- TASK TO CARRY OUT: Without the pictures, return all of the material exactly as written.

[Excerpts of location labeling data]
··········

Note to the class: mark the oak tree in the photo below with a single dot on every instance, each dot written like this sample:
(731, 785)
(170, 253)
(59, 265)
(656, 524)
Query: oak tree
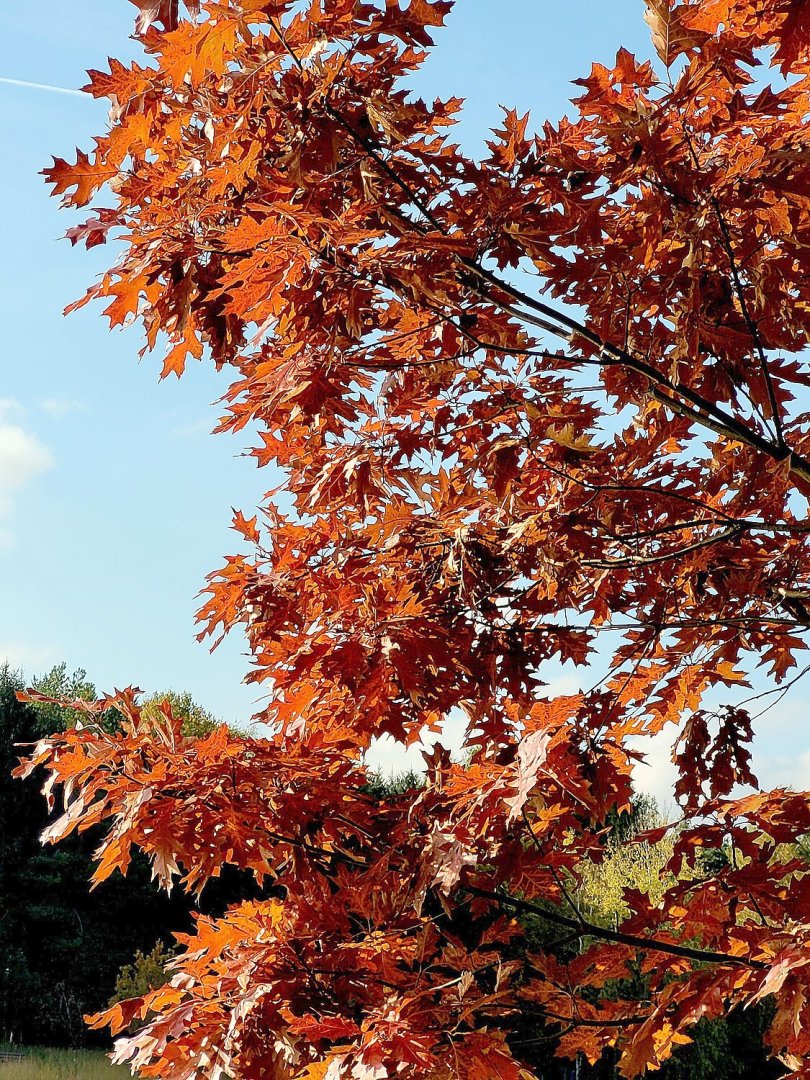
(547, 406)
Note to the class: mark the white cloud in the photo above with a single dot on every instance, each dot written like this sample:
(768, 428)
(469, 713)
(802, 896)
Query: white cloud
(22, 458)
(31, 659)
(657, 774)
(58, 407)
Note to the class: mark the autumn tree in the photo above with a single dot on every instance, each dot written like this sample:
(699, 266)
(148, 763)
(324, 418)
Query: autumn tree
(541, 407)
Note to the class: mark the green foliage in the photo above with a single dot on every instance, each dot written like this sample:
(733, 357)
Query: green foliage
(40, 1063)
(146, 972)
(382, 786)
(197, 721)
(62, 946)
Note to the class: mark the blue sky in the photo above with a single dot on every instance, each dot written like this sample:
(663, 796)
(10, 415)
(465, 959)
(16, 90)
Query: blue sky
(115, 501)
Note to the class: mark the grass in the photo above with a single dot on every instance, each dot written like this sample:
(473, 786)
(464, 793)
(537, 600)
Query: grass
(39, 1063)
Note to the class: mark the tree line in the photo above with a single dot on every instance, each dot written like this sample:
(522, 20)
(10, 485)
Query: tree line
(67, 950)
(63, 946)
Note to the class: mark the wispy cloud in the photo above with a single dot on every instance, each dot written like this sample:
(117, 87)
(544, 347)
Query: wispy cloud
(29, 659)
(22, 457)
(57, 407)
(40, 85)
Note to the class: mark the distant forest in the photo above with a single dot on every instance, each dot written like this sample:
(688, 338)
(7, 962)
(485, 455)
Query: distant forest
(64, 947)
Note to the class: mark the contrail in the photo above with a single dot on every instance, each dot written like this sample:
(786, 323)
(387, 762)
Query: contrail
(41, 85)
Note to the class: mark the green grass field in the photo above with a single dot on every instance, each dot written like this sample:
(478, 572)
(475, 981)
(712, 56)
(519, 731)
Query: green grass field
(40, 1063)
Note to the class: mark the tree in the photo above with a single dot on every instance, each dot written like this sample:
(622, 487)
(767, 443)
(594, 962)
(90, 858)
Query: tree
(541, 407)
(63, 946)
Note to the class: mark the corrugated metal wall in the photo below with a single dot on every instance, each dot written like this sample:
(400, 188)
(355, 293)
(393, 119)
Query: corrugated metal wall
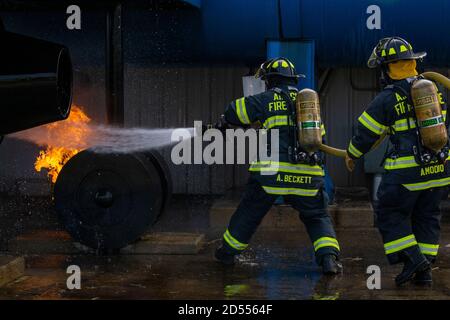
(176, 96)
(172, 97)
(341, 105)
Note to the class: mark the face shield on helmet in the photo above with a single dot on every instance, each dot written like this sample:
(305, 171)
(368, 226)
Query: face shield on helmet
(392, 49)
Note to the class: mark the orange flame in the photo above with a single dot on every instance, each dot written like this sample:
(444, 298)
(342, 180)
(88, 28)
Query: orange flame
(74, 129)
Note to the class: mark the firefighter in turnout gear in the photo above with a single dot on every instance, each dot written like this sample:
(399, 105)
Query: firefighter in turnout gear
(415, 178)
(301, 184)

··········

- SOLUTION BELOW:
Note to the class: mark the oak tree in the photo below with a single dot on every instance, each dot written like this sample:
(731, 785)
(170, 253)
(59, 265)
(656, 524)
Query: oak tree
(547, 406)
Note to the class: mark the white cloud in the photo above with a single dot on every instance, each dot written like this sample:
(768, 428)
(469, 713)
(802, 896)
Query: white cloud
(22, 458)
(31, 659)
(657, 774)
(58, 407)
Note to the class: mark the autumn tree in the photo above with a single dot on every instance, each dot written like this sample:
(699, 266)
(148, 763)
(324, 418)
Query: autumn tree
(541, 407)
Note to the class: mark the green foliage in the photo above with a single dot on every instance, each dot written like this sample:
(733, 357)
Query: green foliage
(40, 1063)
(146, 972)
(382, 786)
(197, 721)
(62, 946)
Note to the class: mark the blue sky in the photo above with a single dot on every instance, each dot written like this sample:
(663, 796)
(10, 415)
(465, 959)
(16, 90)
Query: blue sky
(115, 501)
Note to the class: mark the grass in the photo above with a single dot on every instance, each dot written like this sample:
(473, 786)
(464, 793)
(537, 600)
Query: grass
(39, 1063)
Note to the class: mark the tree line in the photo above with a single dot on every instance, each dot written like this sample:
(522, 20)
(10, 485)
Query: tree line
(67, 950)
(63, 946)
Note to the class: mark the wispy cloud in the photo above with a single dot on every instance, each dot written like this sample:
(117, 87)
(544, 347)
Query: wispy cloud
(29, 659)
(22, 457)
(57, 407)
(40, 85)
Note to the class: mark the distant forest in the photo above with a single dot on every instance, each dot written like this sample:
(688, 338)
(7, 962)
(485, 455)
Query: distant forest
(64, 947)
Note to the class: mark the contrail in the photo above with a single dot on every instance, each dot written like this sample:
(786, 323)
(387, 762)
Query: contrail
(41, 85)
Note to the class: mark the green grass field in the photo above with a single dot on every instance, each dot written like this sample:
(478, 572)
(475, 981)
(712, 56)
(519, 731)
Query: green grass field
(40, 1063)
Note to the class: mark the tree in the photo above with a single dot on every instance, each dot written like this sample:
(622, 487)
(767, 443)
(594, 962)
(90, 858)
Query: tree
(541, 407)
(63, 946)
Note to the class: mark the corrugated metal wall in the photo below with a single dot on every instance, each dot written like this sample:
(400, 188)
(355, 293)
(393, 119)
Query: corrugated metal wall
(176, 96)
(172, 97)
(341, 105)
Note to the class: mark the face shield on helmet in the photo above with a single dot on every instance, each dot written like this sample:
(305, 171)
(368, 226)
Query: face shield on helmet
(392, 49)
Note to the class: mark the orange flame in the photo above with a single dot on every instance, each dot written like this sample:
(444, 298)
(342, 180)
(88, 28)
Query: orange flame
(74, 129)
Note to the class: mark the firefighter in turnout gear in the photo above with a single dot on every instance, each dot written like this sample:
(399, 105)
Query: firefighter in turnout gear
(415, 178)
(301, 184)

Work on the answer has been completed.